### About this task
Repeat each entry. Keep every line exactly as it is.

### Stored items

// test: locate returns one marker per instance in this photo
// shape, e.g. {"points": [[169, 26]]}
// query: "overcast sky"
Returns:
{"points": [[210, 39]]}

### Expected answer
// test: locate returns one marker per instance in this photo
// shape, e.g. {"points": [[169, 26]]}
// query: "overcast sky"
Returns:
{"points": [[210, 39]]}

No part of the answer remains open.